__TASK DIRECTIONS__. Output every line below as a numbered list, skipping any blank lines. Leave the pictures out of your answer.

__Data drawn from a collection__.
• • • • • • •

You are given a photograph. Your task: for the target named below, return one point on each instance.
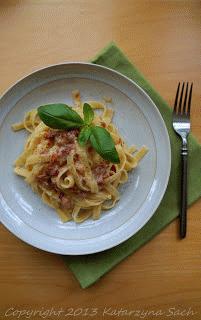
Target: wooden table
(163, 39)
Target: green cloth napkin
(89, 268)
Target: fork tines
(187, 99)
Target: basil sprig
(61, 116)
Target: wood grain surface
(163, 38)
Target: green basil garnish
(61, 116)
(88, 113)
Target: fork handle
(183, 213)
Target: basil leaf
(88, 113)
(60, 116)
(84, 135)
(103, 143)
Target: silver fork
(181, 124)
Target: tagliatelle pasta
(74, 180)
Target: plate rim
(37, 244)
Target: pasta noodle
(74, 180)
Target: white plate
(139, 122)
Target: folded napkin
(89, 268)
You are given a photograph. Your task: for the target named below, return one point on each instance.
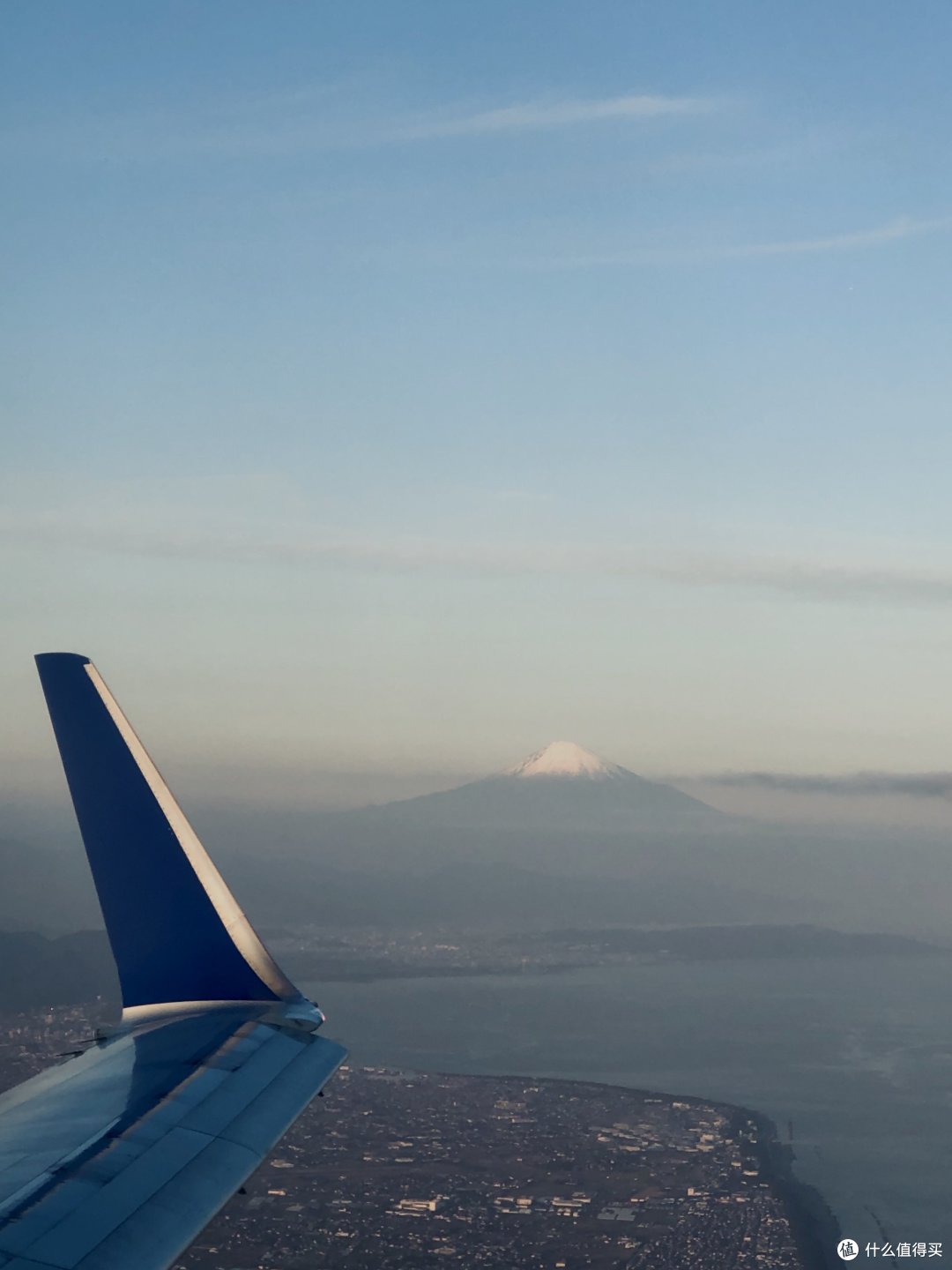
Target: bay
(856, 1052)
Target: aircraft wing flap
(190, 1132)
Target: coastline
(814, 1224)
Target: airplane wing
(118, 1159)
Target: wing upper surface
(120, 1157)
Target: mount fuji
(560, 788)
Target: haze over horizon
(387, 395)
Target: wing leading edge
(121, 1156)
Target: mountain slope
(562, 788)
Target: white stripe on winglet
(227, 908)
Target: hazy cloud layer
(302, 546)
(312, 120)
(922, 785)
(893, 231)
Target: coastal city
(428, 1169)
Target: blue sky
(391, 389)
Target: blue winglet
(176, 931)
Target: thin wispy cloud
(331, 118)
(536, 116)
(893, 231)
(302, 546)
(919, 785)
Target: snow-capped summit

• • • • • • •

__RESULT__.
1. You are given a photograph. Your task: for the target named below, return one point on each instance.
2. Target: wooden table
3. (163, 39)
4. Target: green cloth napkin
5. (89, 268)
6. Target: fork tines
7. (187, 99)
8. Target: basil sprig
9. (61, 116)
10. Target: wood grain surface
11. (163, 38)
12. Target: green basil garnish
13. (61, 116)
14. (88, 113)
15. Target: fork handle
16. (183, 213)
17. Target: basil leaf
18. (88, 113)
19. (60, 116)
20. (84, 135)
21. (103, 143)
22. Target: silver fork
23. (181, 124)
24. Target: tagliatelle pasta
25. (74, 180)
26. Target: plate rim
27. (37, 244)
28. Target: pasta noodle
29. (74, 180)
30. Target: white plate
31. (139, 122)
32. Target: folded napkin
33. (89, 268)
34. You are given a photograph. Your task: for the target named below, return one point on each instance.
35. Target: bay
36. (856, 1052)
37. Target: aircraft wing flap
38. (190, 1132)
39. Target: coastline
40. (814, 1224)
41. Target: airplane wing
42. (118, 1159)
43. Target: wing upper surface
44. (120, 1157)
45. Target: mount fuji
46. (560, 788)
47. Target: haze over horizon
48. (387, 395)
49. Target: wing leading edge
50. (121, 1156)
51. Target: mountain slope
52. (562, 788)
53. Target: white stripe on winglet
54. (227, 908)
55. Target: hazy cloud layer
56. (302, 546)
57. (312, 120)
58. (922, 785)
59. (893, 231)
60. Target: coastal city
61. (428, 1169)
62. Target: blue sky
63. (391, 389)
64. Target: blue winglet
65. (176, 931)
66. Target: thin wispy cloud
67. (331, 118)
68. (536, 116)
69. (893, 231)
70. (302, 546)
71. (919, 785)
72. Target: snow-capped summit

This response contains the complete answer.